Action item:
Your answer must be an exact repetition of every record.

[Information Boundary: Start]

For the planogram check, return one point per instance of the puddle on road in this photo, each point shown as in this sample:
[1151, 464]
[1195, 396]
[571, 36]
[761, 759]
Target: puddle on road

[Information Boundary: End]

Task output:
For the planogram check, return one point per instance of the puddle on road in this photo, each point shown as in this sample:
[1151, 464]
[1195, 396]
[571, 36]
[761, 759]
Target: puddle on road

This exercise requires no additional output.